## VORLAGE

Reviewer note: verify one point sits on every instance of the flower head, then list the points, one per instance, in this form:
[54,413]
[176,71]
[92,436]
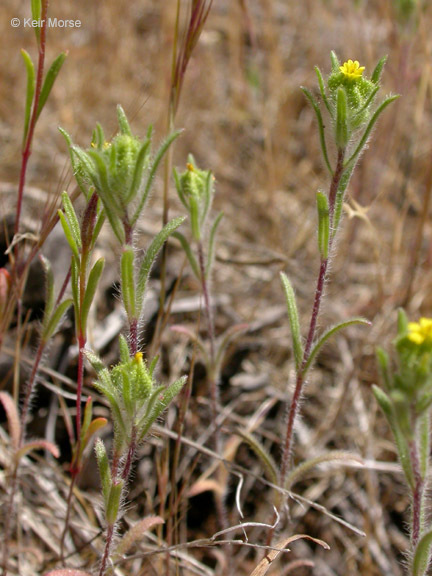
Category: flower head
[351,69]
[420,332]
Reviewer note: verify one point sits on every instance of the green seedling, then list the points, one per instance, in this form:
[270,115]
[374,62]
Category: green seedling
[405,397]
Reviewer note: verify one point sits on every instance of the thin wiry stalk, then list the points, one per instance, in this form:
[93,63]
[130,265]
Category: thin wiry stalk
[183,47]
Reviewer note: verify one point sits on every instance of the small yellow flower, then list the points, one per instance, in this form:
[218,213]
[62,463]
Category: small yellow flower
[352,69]
[138,357]
[420,332]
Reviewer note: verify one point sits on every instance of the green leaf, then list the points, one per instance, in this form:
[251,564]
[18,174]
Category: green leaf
[322,90]
[383,361]
[36,7]
[29,92]
[55,319]
[49,81]
[387,407]
[210,252]
[90,291]
[78,173]
[104,469]
[323,225]
[376,74]
[72,218]
[162,400]
[128,283]
[342,135]
[320,127]
[49,290]
[354,156]
[421,558]
[123,121]
[98,227]
[335,61]
[88,410]
[69,235]
[114,500]
[155,165]
[190,255]
[328,334]
[95,425]
[140,165]
[294,320]
[124,349]
[402,322]
[424,444]
[150,257]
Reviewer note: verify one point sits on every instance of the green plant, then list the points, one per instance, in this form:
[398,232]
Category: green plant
[349,99]
[405,397]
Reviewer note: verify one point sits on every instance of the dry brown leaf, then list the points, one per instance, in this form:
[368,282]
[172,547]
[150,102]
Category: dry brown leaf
[268,559]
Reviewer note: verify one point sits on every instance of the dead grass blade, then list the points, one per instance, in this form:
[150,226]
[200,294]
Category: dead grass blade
[269,558]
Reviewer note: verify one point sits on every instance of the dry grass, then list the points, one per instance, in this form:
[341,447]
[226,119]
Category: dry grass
[246,119]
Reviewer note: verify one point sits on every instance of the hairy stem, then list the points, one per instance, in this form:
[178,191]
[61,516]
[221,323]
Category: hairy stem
[417,495]
[319,291]
[32,125]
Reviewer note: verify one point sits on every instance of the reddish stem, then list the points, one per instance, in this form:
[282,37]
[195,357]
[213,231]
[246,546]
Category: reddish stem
[33,119]
[300,377]
[417,495]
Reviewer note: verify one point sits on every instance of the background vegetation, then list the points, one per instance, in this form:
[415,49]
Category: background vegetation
[245,118]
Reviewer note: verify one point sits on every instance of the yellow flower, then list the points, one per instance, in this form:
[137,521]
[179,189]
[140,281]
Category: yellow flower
[352,69]
[420,332]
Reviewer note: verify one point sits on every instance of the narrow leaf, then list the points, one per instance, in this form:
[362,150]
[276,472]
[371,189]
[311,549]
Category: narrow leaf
[267,462]
[341,119]
[422,554]
[366,133]
[68,234]
[123,121]
[49,291]
[104,471]
[150,257]
[163,400]
[140,165]
[155,165]
[294,320]
[320,127]
[322,90]
[95,425]
[113,504]
[92,284]
[328,334]
[189,254]
[72,218]
[128,283]
[386,406]
[323,225]
[210,252]
[55,318]
[29,92]
[36,7]
[376,74]
[49,81]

## ZU ERLEDIGEN
Übernimm die gesamte Auflistung oben Zeile für Zeile wortgetreu und lass dabei die Bilder weg.

## LÖSUNG
Reviewer note: verify one point sits on every instance of the flower head, then list the points, one per instance, in this form:
[54,413]
[176,71]
[92,436]
Category: flower head
[351,69]
[420,332]
Reviewer note: verify one point sits on every instance of the green seedling, then list the points, one per instance, in this form:
[270,115]
[374,62]
Category: green seedling
[405,397]
Reviewer note: verify one point sits on every instance of the thin wiry stalk, then list the points, one per instance, in this form:
[93,63]
[130,265]
Category: thin wiry stalk
[183,47]
Reviewer note: verify one point sits on every instance of the small yellow flower, then list the points, one per instance, in this form:
[218,213]
[62,463]
Category: small yellow flower
[352,69]
[138,357]
[420,332]
Reviewer note: verify one point sits on every instance of the green leaf, then list the points, one per instance, in this form:
[251,564]
[18,174]
Category: green leaf
[322,90]
[383,361]
[36,7]
[29,92]
[55,319]
[49,81]
[387,407]
[210,252]
[90,291]
[78,173]
[104,469]
[323,225]
[376,74]
[72,218]
[162,400]
[128,283]
[342,135]
[320,127]
[49,290]
[354,156]
[421,558]
[123,121]
[98,227]
[335,61]
[88,410]
[69,235]
[114,500]
[155,165]
[190,255]
[328,334]
[95,425]
[140,165]
[294,320]
[124,349]
[402,322]
[424,444]
[150,257]
Reviewer note: verify one point sits on every instance of the green plant, then list the points, one per instance, in this form:
[398,232]
Category: green plant
[349,99]
[405,397]
Reviewer note: verify one point sits on every instance of the dry brown leaf, then list the points, one per instance, in this form:
[368,282]
[172,547]
[150,102]
Category: dry brown leaf
[268,559]
Reviewer note: verify one point sits on every instance of the dead grass blade, then list the points, one per instance, in this form:
[150,226]
[200,294]
Category: dead grass blade
[269,558]
Reviewer note: verify one point sits on every instance of the dry grass, then list the points, one per instance, in this form:
[341,447]
[226,119]
Category: dry grass
[246,119]
Reviewer note: verify one point sits on every instance of the hairy stem, then list the points, one per instance, in this form:
[178,191]
[61,516]
[221,323]
Category: hairy stem
[417,495]
[319,291]
[32,125]
Reviewer note: verify one point sits on every instance of the reddish stem, then list the points, one per instance, in this form:
[282,37]
[195,357]
[213,231]
[246,546]
Category: reddish stem
[33,119]
[300,377]
[417,495]
Reviewer note: verify one point sits on every instance of the background vegetation, then list the points, one per instance, in this form:
[415,49]
Category: background vegetation
[245,118]
Reviewer note: verify one point sits on every instance of the yellow flower, then list the points, one per instance, in this form:
[137,521]
[179,189]
[140,281]
Category: yellow flower
[352,69]
[420,332]
Reviewer note: verify one point sits on every instance of the narrow leaf, then list the points, one per instance, in this form:
[362,150]
[276,472]
[371,189]
[311,549]
Category: narrow leaf
[267,462]
[341,119]
[422,554]
[366,133]
[68,234]
[123,121]
[49,291]
[104,471]
[150,257]
[163,400]
[140,165]
[155,165]
[294,320]
[320,127]
[322,90]
[95,425]
[113,504]
[92,284]
[328,334]
[189,254]
[72,218]
[128,283]
[386,406]
[323,225]
[210,252]
[55,318]
[29,92]
[36,7]
[376,74]
[49,81]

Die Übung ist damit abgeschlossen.